TO DO: Keeping pictures out of the copy, restate each record word for word.

EXERCISE MATERIAL:

- Opening Delimiter -

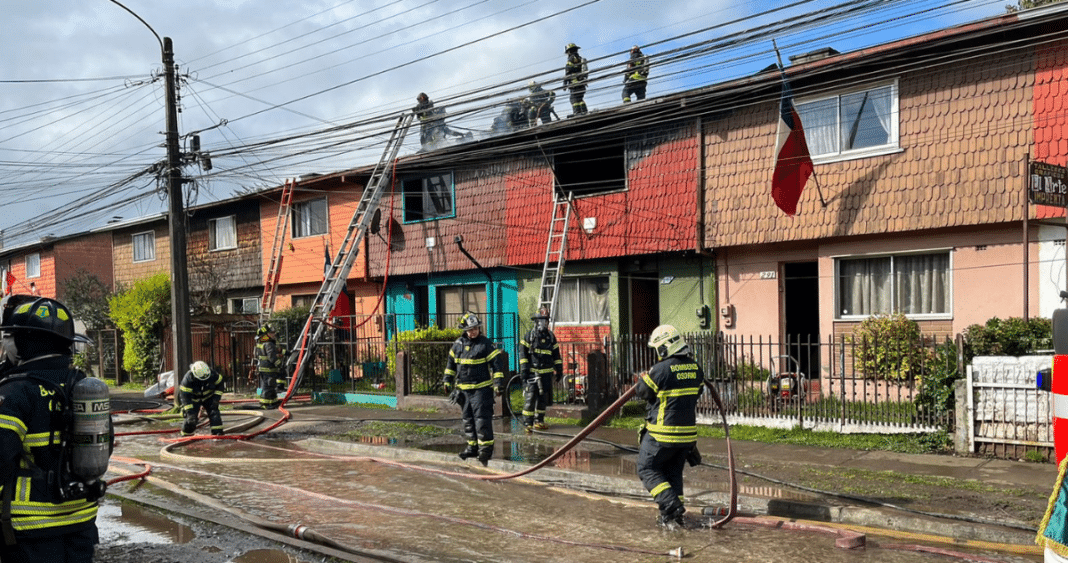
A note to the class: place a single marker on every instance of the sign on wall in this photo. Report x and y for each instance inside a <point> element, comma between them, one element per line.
<point>1049,185</point>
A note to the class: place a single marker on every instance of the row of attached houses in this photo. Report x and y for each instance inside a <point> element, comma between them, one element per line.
<point>919,204</point>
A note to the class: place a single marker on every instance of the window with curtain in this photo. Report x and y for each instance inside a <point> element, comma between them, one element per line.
<point>33,265</point>
<point>222,233</point>
<point>851,124</point>
<point>428,198</point>
<point>455,300</point>
<point>914,284</point>
<point>310,218</point>
<point>583,300</point>
<point>144,247</point>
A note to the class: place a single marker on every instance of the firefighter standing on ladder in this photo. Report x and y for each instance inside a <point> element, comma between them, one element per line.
<point>576,75</point>
<point>538,360</point>
<point>269,366</point>
<point>474,365</point>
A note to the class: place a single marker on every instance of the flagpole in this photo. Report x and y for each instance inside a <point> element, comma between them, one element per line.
<point>782,72</point>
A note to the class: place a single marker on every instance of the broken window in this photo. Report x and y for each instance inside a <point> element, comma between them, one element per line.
<point>427,198</point>
<point>591,170</point>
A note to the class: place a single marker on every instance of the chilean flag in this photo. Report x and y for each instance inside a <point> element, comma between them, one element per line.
<point>792,162</point>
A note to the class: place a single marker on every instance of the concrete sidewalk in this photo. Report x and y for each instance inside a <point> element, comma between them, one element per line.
<point>983,499</point>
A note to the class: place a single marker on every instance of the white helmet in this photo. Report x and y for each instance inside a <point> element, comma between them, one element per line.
<point>666,341</point>
<point>200,370</point>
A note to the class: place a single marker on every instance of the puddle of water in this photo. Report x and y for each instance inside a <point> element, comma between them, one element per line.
<point>124,522</point>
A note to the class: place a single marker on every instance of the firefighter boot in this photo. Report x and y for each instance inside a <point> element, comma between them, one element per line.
<point>484,455</point>
<point>470,451</point>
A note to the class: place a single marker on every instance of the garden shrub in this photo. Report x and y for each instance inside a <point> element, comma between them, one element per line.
<point>888,347</point>
<point>141,312</point>
<point>427,350</point>
<point>1012,337</point>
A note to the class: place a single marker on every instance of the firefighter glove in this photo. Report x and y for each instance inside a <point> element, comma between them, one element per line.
<point>693,457</point>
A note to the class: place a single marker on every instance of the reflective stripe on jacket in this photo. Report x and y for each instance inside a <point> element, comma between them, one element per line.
<point>473,363</point>
<point>671,389</point>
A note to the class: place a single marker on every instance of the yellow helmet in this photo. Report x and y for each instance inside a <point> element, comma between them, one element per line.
<point>666,341</point>
<point>200,370</point>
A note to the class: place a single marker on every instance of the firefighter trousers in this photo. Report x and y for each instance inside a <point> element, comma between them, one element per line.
<point>660,468</point>
<point>478,420</point>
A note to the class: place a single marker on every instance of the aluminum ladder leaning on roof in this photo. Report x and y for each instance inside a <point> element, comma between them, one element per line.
<point>555,253</point>
<point>275,269</point>
<point>333,281</point>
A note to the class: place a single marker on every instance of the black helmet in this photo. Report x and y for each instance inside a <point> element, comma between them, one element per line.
<point>41,314</point>
<point>469,321</point>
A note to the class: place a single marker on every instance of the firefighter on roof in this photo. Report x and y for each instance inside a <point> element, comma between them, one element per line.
<point>539,104</point>
<point>538,361</point>
<point>670,435</point>
<point>637,75</point>
<point>269,364</point>
<point>473,365</point>
<point>48,485</point>
<point>432,120</point>
<point>201,387</point>
<point>576,75</point>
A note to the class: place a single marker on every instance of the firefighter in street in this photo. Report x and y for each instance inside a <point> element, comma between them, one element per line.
<point>669,438</point>
<point>201,387</point>
<point>473,365</point>
<point>269,362</point>
<point>637,76</point>
<point>539,104</point>
<point>576,75</point>
<point>49,481</point>
<point>433,128</point>
<point>538,361</point>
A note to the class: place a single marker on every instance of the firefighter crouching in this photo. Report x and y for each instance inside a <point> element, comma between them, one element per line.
<point>201,387</point>
<point>538,361</point>
<point>473,364</point>
<point>269,366</point>
<point>56,438</point>
<point>669,438</point>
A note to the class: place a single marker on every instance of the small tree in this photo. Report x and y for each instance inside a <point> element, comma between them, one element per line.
<point>141,312</point>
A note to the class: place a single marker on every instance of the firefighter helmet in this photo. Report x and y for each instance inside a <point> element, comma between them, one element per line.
<point>41,315</point>
<point>469,321</point>
<point>200,370</point>
<point>666,341</point>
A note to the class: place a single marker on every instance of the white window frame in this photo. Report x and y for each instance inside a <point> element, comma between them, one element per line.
<point>572,284</point>
<point>150,236</point>
<point>33,265</point>
<point>246,302</point>
<point>300,209</point>
<point>214,225</point>
<point>893,144</point>
<point>838,315</point>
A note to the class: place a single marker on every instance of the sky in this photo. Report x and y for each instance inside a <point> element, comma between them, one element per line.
<point>281,90</point>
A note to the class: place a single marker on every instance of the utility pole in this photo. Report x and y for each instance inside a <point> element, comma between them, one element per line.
<point>176,220</point>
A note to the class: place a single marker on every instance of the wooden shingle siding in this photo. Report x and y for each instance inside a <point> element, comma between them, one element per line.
<point>964,129</point>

- Closing Delimiter -

WRITTEN REPLY:
A note to the class: place a single marker on every instance of the sign on wall in this photo. Report x and y for each instance inside a <point> element, comma between them, one element per line.
<point>1049,185</point>
A note to the class: place a single marker on every instance of the row of attached houses in this photo. Report x and y for each instance inside a <point> element, comma between them, one element per line.
<point>919,204</point>
A note to the class: place a single marker on every instance of the window with curtain in this photo. Report x and y for each instance inside a <point> element, comma between them, one element per line.
<point>33,265</point>
<point>222,233</point>
<point>851,124</point>
<point>428,198</point>
<point>455,300</point>
<point>914,284</point>
<point>310,218</point>
<point>583,300</point>
<point>144,247</point>
A note to the class: place a single marker on every instance of the firefighter standing on ladder in this photo. Report x and y for each instance inside a <point> element, comma between them, one element per line.
<point>576,75</point>
<point>538,360</point>
<point>269,366</point>
<point>474,365</point>
A note to the class: place a single marker on every instance of the flagpole in this photo. Report x and y for each instance inside a <point> element, comma between them, one element per line.
<point>782,72</point>
A note to the class: place a single marker on every instance of the broken window in this photo. Report x and y for each instance inside a <point> element, comma between them, one element per line.
<point>427,198</point>
<point>591,170</point>
A note to the class: place a single marker on every instance of the chilean flag in this photo. Report x and y for each instance inside a <point> element, comma between them, one element per line.
<point>792,162</point>
A note to the class: place a single marker on every instance of the concrete sidewalk in this photo. Report x and y for each instance inside a <point> element, comma between them, one element per line.
<point>983,499</point>
A note to the class: place a single marker on every instance of the white helmet in this photo. Report x and y for each instance inside a <point> element, comma between them, one element per line.
<point>666,341</point>
<point>200,370</point>
A note to the class: place a single marker on every instance of the puddle of water in this photo. Report x and y for each instance inside a <point> element, comma between them, one element per line.
<point>124,522</point>
A note to the class: place a single marker on every instance of the firefighter boot in this photo. Report x and y for each instance inside a <point> element, comma between them, one element per line.
<point>484,455</point>
<point>470,451</point>
A note to the class: place a single marker on every instance of the garden shrub in this photo. Report x and y for each instance inside a <point> element, comma between them, one element per line.
<point>888,347</point>
<point>141,312</point>
<point>427,350</point>
<point>1012,337</point>
A note to the class: place a single marker on every instance of the firefighter glove in this photo. Report x and y for each instance inside a <point> element, comma between them, one element per line.
<point>693,457</point>
A note to the class: place a single marker on every instance of the reflective stripe on jacket in this photo. Report x and y for each instance inside a <point> element, comma between them, one element per line.
<point>473,363</point>
<point>671,389</point>
A note to the class: place a single marker on every instance of the yellow helmet in this photo. Report x and y for each instance inside a <point> element, comma between them, one element per line.
<point>666,341</point>
<point>200,370</point>
A note to the class: place a single marker on every instance of the firefighter trousers in this photo. Report x and y for each instance inside a <point> element, comma between them, one element per line.
<point>660,468</point>
<point>478,420</point>
A note to the class: place a single marker on every instance of the aluminum ladder leaning on roof in this photo. Report x and y for each instance inside a <point> element, comma between them, one element per line.
<point>555,253</point>
<point>275,269</point>
<point>333,281</point>
A note to the class: place a single marker on every instance of the black helmet in this photo. Report x and y for each instance inside a <point> element, comma between them, one element per line.
<point>41,314</point>
<point>469,321</point>
A note to the class: place a single marker on every instance of the firefighter on roof in this photo. Report x and y for each instance inside a <point> element, comma between them, one element per line.
<point>539,104</point>
<point>538,361</point>
<point>670,435</point>
<point>637,75</point>
<point>269,364</point>
<point>473,365</point>
<point>48,485</point>
<point>432,120</point>
<point>201,387</point>
<point>576,75</point>
A note to the class: place a single marker on every instance of the firefighter in street in this photo. Report x and y for each instance inside a <point> element, comma between them, one element per line.
<point>669,438</point>
<point>201,387</point>
<point>473,365</point>
<point>269,362</point>
<point>637,76</point>
<point>539,104</point>
<point>576,75</point>
<point>49,481</point>
<point>433,128</point>
<point>538,361</point>
A note to the class: place a single marker on every instance of the firefighter crouching in this photo. Report x and y for each instance inside a <point> element, comma between them, one element per line.
<point>201,387</point>
<point>538,361</point>
<point>473,364</point>
<point>269,366</point>
<point>56,438</point>
<point>669,438</point>
A note to the class: place a single marker on every instance of the small tree in this photo. Report x and y for each instance inside a <point> element, comma between them, one element per line.
<point>141,312</point>
A note to the class: place a single marker on every instance of the firefighter helmet in this photo. Report x and y for each instance inside a <point> element, comma between them, one element per line.
<point>41,315</point>
<point>469,321</point>
<point>200,370</point>
<point>666,341</point>
A note to the class: place a single marker on every instance of the white window frame in this photo. Report x and y for each instance inside a <point> element, comma between them, one element per line.
<point>572,284</point>
<point>150,236</point>
<point>33,265</point>
<point>246,302</point>
<point>300,209</point>
<point>214,225</point>
<point>893,144</point>
<point>838,315</point>
A note to the class: place a single marker on every instance of the sky in this photo. Report x and y for each instance inside a <point> element, comma between them, one element per line.
<point>281,90</point>
A note to the class: place a single marker on every instance of the utility pole in this photo. Report x and y for each instance inside a <point> element, comma between them, one element per line.
<point>176,220</point>
A note to the class: place a single marker on every instance of the wooden shingle siding in this photo. Report x and y for each instance inside a <point> element, comma between them, one element per line.
<point>964,129</point>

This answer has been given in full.